RECORDS FOR THE TASK >>
***

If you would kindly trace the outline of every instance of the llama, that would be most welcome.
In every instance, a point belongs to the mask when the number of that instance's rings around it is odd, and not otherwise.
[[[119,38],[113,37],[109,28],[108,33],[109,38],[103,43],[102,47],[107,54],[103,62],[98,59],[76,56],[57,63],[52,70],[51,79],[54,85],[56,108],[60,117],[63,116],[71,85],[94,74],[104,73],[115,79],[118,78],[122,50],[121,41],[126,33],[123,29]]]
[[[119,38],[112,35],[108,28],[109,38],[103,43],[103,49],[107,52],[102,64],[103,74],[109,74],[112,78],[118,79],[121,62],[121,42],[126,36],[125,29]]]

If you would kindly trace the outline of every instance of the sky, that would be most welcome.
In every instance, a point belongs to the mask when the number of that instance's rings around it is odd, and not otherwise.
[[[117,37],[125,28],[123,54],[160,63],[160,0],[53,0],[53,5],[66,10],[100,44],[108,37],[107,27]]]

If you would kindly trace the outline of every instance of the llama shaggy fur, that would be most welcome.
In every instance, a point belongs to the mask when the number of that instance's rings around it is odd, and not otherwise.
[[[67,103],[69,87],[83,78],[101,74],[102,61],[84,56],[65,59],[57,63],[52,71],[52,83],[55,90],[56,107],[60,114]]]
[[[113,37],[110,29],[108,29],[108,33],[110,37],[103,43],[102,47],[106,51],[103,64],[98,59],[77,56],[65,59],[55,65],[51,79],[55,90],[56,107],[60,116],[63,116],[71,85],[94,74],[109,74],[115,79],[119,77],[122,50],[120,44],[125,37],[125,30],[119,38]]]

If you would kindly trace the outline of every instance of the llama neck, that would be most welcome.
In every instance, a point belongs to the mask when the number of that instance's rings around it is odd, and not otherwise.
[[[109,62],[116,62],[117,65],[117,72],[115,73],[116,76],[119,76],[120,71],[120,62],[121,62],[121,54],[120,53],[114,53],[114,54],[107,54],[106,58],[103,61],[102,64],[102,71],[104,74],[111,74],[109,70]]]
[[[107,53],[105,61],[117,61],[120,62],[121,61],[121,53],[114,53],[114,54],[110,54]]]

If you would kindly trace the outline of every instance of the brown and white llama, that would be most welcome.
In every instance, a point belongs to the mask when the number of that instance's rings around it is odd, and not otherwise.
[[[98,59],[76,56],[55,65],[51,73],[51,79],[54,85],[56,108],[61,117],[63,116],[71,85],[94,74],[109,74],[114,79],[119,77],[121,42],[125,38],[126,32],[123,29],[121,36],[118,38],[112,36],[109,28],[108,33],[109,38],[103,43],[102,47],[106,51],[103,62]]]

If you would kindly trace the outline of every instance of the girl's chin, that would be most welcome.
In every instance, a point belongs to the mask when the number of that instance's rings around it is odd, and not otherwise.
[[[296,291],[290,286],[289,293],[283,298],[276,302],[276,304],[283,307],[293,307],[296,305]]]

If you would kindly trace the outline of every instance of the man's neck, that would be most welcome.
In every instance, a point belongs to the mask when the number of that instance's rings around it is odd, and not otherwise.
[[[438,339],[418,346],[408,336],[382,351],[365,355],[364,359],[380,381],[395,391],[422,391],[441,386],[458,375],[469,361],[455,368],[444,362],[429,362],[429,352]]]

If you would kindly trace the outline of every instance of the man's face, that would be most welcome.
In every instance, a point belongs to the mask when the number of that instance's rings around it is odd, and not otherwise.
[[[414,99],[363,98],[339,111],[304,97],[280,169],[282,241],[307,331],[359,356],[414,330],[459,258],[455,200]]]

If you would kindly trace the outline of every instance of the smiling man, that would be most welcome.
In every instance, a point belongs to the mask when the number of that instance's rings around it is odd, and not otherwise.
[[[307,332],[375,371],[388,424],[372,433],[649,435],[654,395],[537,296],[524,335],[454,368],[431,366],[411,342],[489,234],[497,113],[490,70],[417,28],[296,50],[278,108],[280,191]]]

***

Recast all the data above as a JSON list of strings, one string per line, leaving out blank lines.

[
  "If you would kindly trace the outline of every instance of the llama, that would be most welcome.",
  "In every instance, a point belongs to the mask when the number of that instance's rings around it is odd, and not otherwise.",
  "[[[119,38],[113,37],[109,28],[108,33],[109,38],[103,43],[102,47],[107,54],[103,62],[98,59],[76,56],[57,63],[52,70],[51,79],[54,85],[56,108],[60,117],[63,116],[71,85],[94,74],[104,73],[115,79],[118,78],[122,50],[121,41],[126,33],[123,29]]]",
  "[[[119,38],[112,35],[108,28],[109,38],[103,43],[103,49],[107,52],[102,64],[103,74],[109,74],[112,78],[118,79],[121,62],[121,42],[126,36],[125,29]]]",
  "If you would kindly trace the outline of every instance of the sky, that would be most welcome.",
  "In every instance, a point belongs to the mask when the number of that instance's rings around it is odd, and not otherwise.",
  "[[[117,37],[125,28],[123,54],[160,63],[160,0],[53,0],[53,5],[66,10],[100,44],[108,37],[107,27]]]",
  "If you would kindly trace the outline of every instance of the llama shaggy fur, that would be most welcome.",
  "In every instance, a point belongs to the mask when the number of that instance's rings around it is odd, and not otherwise.",
  "[[[67,103],[69,87],[83,78],[101,74],[102,61],[84,56],[65,59],[57,63],[52,71],[52,83],[55,90],[56,107],[60,114]]]",
  "[[[113,37],[110,29],[108,29],[108,33],[110,37],[103,43],[102,47],[106,51],[103,64],[98,59],[77,56],[65,59],[55,65],[51,79],[55,90],[56,107],[60,116],[63,116],[71,85],[94,74],[109,74],[115,79],[119,77],[122,50],[120,44],[125,37],[125,30],[119,38]]]",
  "If you would kindly trace the outline of every instance of the llama neck, that would be most welcome.",
  "In every instance, a point belongs to the mask when the number of that instance's rings around it is odd, and not otherwise.",
  "[[[109,62],[116,62],[117,65],[117,72],[115,73],[116,76],[119,76],[120,71],[120,62],[121,62],[121,54],[120,53],[114,53],[114,54],[107,54],[106,58],[103,61],[102,64],[102,71],[104,74],[111,74],[109,70]]]",
  "[[[107,53],[105,61],[117,61],[120,62],[121,61],[121,53],[114,53],[114,54],[110,54]]]",
  "If you would kindly trace the outline of every instance of the brown and white llama, that would be most welcome.",
  "In every instance, a point belongs to the mask when the number of that instance's rings around it is odd, and not otherwise.",
  "[[[98,59],[76,56],[55,65],[51,73],[51,79],[54,85],[56,108],[61,117],[63,116],[71,85],[94,74],[109,74],[114,79],[119,77],[121,42],[125,38],[126,32],[123,29],[121,36],[118,38],[112,36],[109,28],[108,33],[109,38],[103,43],[102,47],[106,51],[103,62]]]",
  "If you would kindly trace the outline of every instance of the girl's chin, that would be most welcome.",
  "In every instance, a point belongs to the mask when the number of that instance's rings around it is odd, and not otherwise.",
  "[[[296,291],[290,286],[289,293],[283,298],[276,302],[276,304],[283,307],[293,307],[296,305]]]",
  "If you would kindly trace the outline of every instance of the man's neck, that would be most welcome.",
  "In every instance, a point belongs to the mask when the number of that instance's rings around it is odd, and not otherwise.",
  "[[[438,339],[418,346],[408,336],[382,351],[365,355],[364,359],[380,381],[395,391],[422,391],[441,386],[458,375],[469,361],[455,368],[444,362],[429,362],[429,352]]]",
  "If you would kindly trace the outline of every instance of the man's face, that would be most welcome.",
  "In every instance, a point belongs to the mask when the number of that instance's rings around it is odd, and not otherwise.",
  "[[[414,99],[363,98],[339,111],[304,97],[280,169],[282,241],[307,331],[359,356],[414,330],[459,258],[455,200]]]",
  "If you would kindly trace the outline of every instance of the smiling man, that would be most welcome.",
  "In every instance, a point belongs to the mask when the number of that instance's rings around it is odd, and not otherwise.",
  "[[[307,332],[375,371],[388,424],[372,433],[649,435],[654,395],[537,296],[524,335],[454,368],[431,366],[411,342],[489,234],[497,113],[490,70],[417,28],[296,50],[278,108],[280,191]]]"
]